>>>

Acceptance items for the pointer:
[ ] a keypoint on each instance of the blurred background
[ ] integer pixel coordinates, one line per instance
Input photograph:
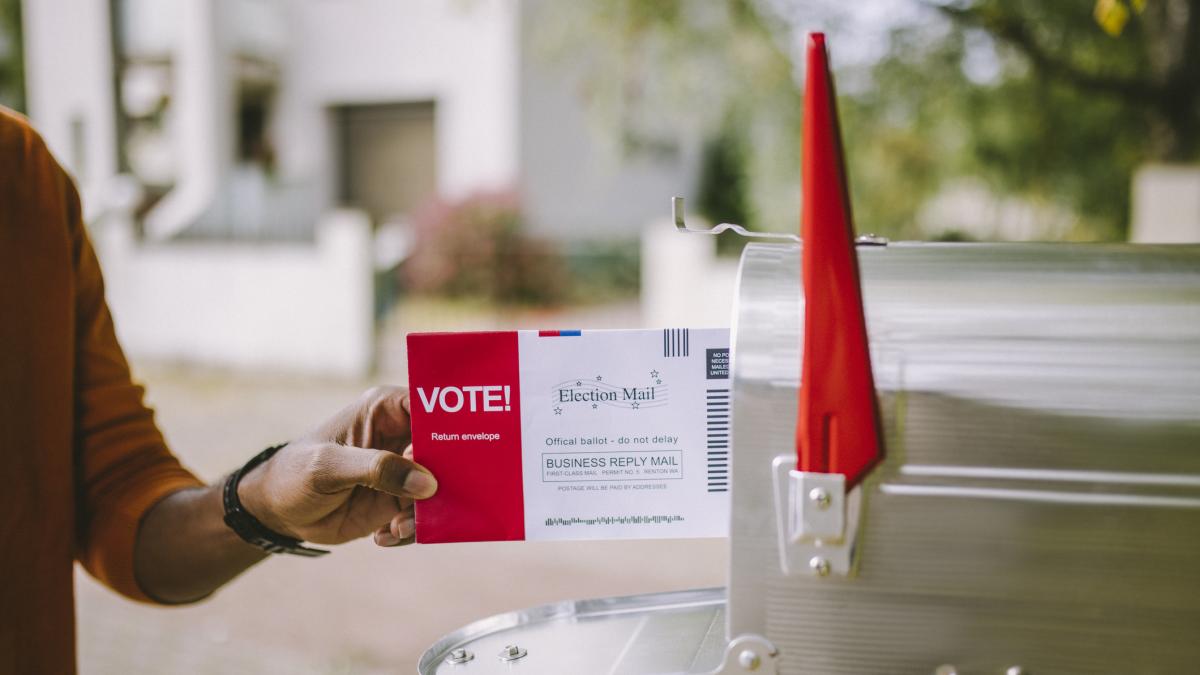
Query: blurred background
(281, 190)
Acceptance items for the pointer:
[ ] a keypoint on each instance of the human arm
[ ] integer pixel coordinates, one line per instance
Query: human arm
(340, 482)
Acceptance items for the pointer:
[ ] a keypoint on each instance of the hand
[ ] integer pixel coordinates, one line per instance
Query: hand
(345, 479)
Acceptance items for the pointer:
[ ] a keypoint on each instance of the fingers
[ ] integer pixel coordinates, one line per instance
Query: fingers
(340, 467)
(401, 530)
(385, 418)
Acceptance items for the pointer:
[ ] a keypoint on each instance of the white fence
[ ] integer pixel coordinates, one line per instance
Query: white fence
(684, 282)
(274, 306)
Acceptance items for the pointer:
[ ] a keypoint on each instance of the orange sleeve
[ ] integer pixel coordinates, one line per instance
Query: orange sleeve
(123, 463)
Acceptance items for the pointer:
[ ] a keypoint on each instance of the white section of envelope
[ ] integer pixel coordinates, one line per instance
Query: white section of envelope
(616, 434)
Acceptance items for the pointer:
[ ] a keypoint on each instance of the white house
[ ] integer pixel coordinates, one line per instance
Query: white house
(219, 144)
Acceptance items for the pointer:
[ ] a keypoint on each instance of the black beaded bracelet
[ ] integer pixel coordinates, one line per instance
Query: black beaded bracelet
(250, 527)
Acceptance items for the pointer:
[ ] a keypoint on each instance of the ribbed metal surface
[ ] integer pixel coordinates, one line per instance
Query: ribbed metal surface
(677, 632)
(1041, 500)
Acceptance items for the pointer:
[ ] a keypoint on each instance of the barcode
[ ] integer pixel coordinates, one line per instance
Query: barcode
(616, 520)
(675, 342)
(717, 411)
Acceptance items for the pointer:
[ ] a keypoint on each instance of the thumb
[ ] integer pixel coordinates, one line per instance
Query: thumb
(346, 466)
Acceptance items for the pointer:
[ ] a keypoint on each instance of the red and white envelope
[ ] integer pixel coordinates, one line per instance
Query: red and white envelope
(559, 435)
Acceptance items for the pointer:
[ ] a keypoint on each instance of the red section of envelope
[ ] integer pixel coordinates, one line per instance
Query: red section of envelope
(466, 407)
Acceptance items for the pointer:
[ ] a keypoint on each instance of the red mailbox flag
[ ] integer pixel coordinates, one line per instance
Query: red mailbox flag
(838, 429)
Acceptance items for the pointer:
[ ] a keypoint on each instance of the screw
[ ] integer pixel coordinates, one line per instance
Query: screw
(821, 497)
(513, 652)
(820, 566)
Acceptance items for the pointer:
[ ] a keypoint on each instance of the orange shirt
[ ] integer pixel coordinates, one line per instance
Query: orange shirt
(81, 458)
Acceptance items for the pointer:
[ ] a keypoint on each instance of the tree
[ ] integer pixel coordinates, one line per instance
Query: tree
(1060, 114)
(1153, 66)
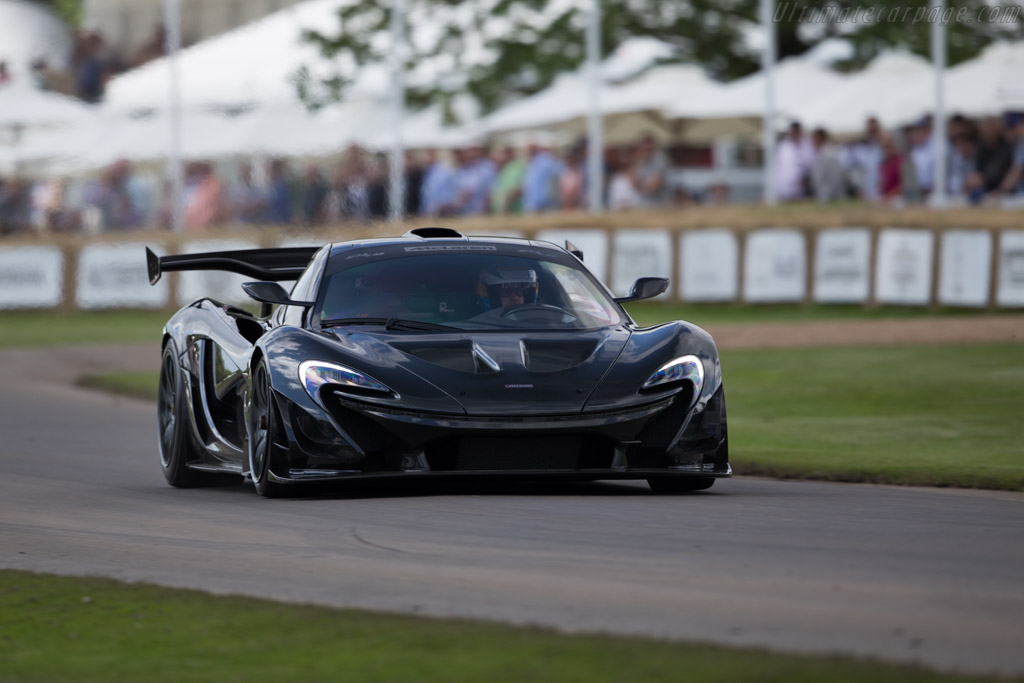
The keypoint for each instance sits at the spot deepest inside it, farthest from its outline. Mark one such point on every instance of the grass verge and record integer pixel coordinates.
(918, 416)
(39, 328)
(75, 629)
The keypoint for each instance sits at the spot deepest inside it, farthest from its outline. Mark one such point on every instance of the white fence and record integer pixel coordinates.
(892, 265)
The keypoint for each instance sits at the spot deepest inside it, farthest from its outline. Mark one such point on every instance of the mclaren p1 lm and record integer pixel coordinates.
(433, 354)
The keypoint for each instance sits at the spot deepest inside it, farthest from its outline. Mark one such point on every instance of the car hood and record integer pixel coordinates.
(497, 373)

<<<
>>>

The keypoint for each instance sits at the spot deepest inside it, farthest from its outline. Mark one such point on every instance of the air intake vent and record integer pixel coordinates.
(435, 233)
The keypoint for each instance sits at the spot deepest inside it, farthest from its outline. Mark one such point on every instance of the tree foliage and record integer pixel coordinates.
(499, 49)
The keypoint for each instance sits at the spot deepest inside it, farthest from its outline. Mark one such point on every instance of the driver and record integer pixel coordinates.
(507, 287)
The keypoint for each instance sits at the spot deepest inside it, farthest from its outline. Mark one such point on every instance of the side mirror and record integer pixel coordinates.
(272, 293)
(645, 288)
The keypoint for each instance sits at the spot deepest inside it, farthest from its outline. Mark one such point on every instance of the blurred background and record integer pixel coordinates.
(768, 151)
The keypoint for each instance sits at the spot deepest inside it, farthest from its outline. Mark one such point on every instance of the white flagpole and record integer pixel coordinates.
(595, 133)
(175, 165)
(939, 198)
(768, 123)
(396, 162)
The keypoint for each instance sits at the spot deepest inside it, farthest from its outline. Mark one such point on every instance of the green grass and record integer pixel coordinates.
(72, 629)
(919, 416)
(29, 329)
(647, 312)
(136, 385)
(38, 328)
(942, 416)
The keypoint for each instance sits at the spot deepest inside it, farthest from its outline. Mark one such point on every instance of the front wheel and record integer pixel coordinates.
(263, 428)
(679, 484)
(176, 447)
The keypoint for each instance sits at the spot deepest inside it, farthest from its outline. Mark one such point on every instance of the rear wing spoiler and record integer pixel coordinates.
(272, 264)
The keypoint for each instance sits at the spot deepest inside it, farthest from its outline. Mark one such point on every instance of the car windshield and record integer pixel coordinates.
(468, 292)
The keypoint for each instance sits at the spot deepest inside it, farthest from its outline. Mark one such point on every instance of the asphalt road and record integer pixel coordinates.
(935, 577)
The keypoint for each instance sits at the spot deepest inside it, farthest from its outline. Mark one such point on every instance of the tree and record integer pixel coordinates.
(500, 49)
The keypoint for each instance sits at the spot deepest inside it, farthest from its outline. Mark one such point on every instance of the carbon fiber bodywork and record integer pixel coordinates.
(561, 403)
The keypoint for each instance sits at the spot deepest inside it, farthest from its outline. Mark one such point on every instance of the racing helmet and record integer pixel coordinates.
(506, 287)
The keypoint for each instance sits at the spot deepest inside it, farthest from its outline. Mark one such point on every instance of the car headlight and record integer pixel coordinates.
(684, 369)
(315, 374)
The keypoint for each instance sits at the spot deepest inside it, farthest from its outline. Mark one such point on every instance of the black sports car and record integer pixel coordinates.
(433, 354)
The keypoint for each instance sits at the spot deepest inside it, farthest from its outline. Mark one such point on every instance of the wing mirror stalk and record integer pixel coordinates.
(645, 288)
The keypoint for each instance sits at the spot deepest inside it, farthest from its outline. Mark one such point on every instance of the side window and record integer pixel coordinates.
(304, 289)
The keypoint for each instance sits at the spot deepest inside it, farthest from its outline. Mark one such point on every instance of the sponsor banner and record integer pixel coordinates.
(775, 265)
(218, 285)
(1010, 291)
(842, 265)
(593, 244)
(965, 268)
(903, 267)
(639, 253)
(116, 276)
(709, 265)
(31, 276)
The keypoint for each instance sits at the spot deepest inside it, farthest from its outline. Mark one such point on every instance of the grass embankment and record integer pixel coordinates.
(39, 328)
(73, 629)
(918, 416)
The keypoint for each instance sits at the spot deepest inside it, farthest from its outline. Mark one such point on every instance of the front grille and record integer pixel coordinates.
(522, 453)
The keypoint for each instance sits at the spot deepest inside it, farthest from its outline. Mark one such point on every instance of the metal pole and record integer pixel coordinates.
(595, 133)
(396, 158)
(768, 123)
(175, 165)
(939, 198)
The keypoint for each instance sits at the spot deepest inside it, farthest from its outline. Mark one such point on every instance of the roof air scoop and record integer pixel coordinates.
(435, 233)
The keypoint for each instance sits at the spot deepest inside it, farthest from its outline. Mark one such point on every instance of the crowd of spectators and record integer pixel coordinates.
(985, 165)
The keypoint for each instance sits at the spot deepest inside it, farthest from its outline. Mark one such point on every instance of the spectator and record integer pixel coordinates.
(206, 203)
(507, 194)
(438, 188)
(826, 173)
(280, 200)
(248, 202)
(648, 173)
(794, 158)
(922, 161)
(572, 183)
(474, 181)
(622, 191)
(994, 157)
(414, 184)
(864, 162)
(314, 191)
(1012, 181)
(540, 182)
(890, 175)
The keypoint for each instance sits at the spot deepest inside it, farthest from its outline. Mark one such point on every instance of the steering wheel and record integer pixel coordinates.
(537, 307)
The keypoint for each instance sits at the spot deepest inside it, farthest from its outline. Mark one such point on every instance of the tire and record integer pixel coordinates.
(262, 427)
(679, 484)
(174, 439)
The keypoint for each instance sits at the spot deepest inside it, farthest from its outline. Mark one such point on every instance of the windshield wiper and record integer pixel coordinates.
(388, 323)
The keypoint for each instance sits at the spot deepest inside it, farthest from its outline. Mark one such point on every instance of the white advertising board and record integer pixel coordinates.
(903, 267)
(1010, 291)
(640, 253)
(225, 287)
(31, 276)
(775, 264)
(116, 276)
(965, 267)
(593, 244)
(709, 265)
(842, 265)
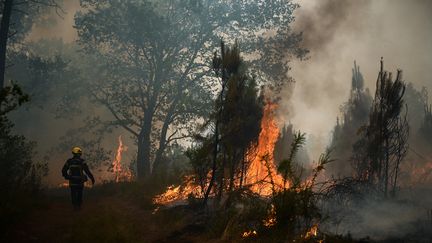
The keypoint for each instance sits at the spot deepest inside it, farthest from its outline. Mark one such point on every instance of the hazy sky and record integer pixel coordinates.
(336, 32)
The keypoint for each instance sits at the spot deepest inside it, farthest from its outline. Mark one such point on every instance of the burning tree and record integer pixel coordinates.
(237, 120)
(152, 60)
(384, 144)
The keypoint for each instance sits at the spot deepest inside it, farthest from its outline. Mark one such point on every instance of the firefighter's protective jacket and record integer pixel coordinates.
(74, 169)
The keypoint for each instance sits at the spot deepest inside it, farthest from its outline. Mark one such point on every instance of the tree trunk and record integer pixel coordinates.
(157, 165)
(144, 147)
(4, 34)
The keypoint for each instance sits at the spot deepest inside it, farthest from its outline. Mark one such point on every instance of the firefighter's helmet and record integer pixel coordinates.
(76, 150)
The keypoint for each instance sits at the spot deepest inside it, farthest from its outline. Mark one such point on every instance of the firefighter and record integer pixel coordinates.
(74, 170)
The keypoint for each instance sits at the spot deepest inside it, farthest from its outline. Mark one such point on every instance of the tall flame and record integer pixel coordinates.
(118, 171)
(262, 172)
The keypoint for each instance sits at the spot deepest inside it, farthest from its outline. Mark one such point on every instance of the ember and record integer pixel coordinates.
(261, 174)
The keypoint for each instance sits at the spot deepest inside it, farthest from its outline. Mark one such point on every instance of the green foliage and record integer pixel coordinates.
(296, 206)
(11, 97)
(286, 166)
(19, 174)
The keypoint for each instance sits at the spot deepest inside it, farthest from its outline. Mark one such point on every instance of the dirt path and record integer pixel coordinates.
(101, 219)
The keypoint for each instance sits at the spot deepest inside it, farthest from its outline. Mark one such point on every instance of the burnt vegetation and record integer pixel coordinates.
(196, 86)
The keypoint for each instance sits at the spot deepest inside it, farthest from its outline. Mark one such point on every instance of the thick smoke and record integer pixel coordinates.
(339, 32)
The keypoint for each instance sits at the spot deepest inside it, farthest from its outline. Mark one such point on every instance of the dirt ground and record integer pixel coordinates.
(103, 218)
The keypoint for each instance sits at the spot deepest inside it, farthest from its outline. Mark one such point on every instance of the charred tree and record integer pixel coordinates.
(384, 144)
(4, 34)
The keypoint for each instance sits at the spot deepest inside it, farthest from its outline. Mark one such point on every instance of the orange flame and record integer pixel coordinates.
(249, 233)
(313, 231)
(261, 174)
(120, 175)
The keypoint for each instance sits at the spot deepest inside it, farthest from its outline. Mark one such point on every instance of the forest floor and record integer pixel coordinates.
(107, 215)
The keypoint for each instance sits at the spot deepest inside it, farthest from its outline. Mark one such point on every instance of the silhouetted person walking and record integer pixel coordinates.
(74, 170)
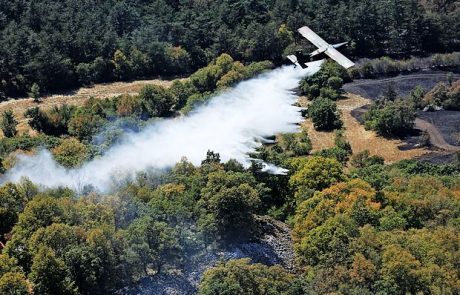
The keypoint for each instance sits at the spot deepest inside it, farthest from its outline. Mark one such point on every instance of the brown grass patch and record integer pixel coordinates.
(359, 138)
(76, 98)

<<<

**EXERCISE:** Show every line of the items above that contains the string "green", and treat uppercase and lowercase as different.

**REPLY TO THE EXERCISE:**
The keypoint for each instance sits at the spot deepest inside it, farthest from its outline. Mark one such point on every instance of the green grass and record integer pixel coordinates.
The keypoint for each instance sits at the spot deepest inside it, farthest from its outline. Mark one such point on every instance of the green foliage and record integer pixel coordinates.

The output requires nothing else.